__SUPPLIED TEXT__
==================================================

Wednesday, April 20, 2011

Ethical Decision Making

so i joined the student leadership program at my school..basically i join a "track" and the one i chose is called EMBRACE. it's about multicultural things and basic respect for everyone of every race, ethnicity, orientation, etc. why is this important? well it makes my academic resume look good, it keeps me busy, and it makes my academic resume look good. i do 20 hours worth of workshops (lecture) and 5hrs of volunteer work and at the end i get a certificate that says i worked hard and now am a student leader who can work with many cultures. yay!

today i went to a 1.5hr workshop on..you guessed it..Ethical Decision Making. during the workshop though, i started feeling guilty. i don't really feel guilty for things because, well, i try to live my life with no regrets. if something happened, good or bad, i take the consequences and deal with them appropriately. i try not to feel guilty because guilt implies that you wish you hadn't done something and this goes against "No Regrets". now, while i wish there would have been some things i hadn't done or things that i had done differently, i don't think i've ever felt guilt over it. badly, yes. angry at myself, yes. but guilt?...nope i don't think so.

==================================================

__EXCERPTED DATA__
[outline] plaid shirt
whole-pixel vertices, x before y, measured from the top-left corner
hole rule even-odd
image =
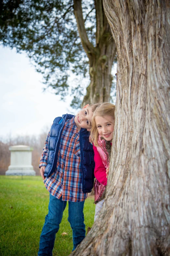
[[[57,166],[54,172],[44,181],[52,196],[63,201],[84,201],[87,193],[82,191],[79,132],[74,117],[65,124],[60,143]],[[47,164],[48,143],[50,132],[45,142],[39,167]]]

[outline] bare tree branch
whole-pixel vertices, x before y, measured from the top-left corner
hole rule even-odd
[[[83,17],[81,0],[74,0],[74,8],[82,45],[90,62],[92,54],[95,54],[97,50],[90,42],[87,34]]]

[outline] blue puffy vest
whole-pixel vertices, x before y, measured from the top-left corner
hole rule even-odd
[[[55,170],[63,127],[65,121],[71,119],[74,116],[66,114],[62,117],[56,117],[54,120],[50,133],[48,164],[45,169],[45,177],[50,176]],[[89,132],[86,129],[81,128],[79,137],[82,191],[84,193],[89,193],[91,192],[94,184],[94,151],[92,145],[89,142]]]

==================================================

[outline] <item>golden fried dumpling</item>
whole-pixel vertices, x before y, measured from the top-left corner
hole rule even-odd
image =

==================================================

__YOUR TASKS__
1. For the blog post on ethical decision making, decide whether each statement agrees with it: (a) the writer picked the track called EMBRACE; (b) the workshop the writer attended lasted two hours; (c) the program requires ten hours of volunteer work. Answer yes or no for each and quote the words of the post that settle it.
2. Proceed with the blog post on ethical decision making, writing on from its final sentence.
The listing plays no part in this work.

__RESPONSES TO THE EXERCISE__
1.
(a) Yes: "the one i chose is called EMBRACE"
(b) No: "today i went to a 1.5hr workshop"
(c) No: "5hrs of volunteer work"

2.
except for today. during my lecture on ethical decision making. of course, it would have to be today. now, why do i feel guilty?


because i don't know what i'm doing anymore. i'm not sure how honest i want to be yet, if ever. how honest do i really need to be? i don't know but probably not too honest. so i'll just say that, while i've had my ring off i detached from the bf and grew closer to Army Boy and while i don't regret what i received, i do feel guilty.

guilt over my loss of direction, guilt over how good i felt, guilt because i question everything i do, guilt because i want two things at once, guilt because i don't know if i'm dragging this relationship out, guilt because i sometimes feel like it's not worth giving up, guilt because i sometimes act like it is worth giving up...i just feel damn guilty for so many things and i don't know what to do.



how bad would it be if i were to say, "i need to break up, again, but this time it's not you. it's me. i know you can't do anymore than you are already doing, and i appreciate that, but the bottom line is, i'm not sure i can receive it. i don't know if i want to love you anymore. why? because it's too stressful and i hate how our relationship gets crazy when we get serious. why is it so important to be so serious right now? my life is in an onward/upward motion out of here and i'm not sure i want to focus on our relationship when i leave...etc etc etc".
because that's what i said. i said that the other night to the bf while we were discussing if we were going to stay together.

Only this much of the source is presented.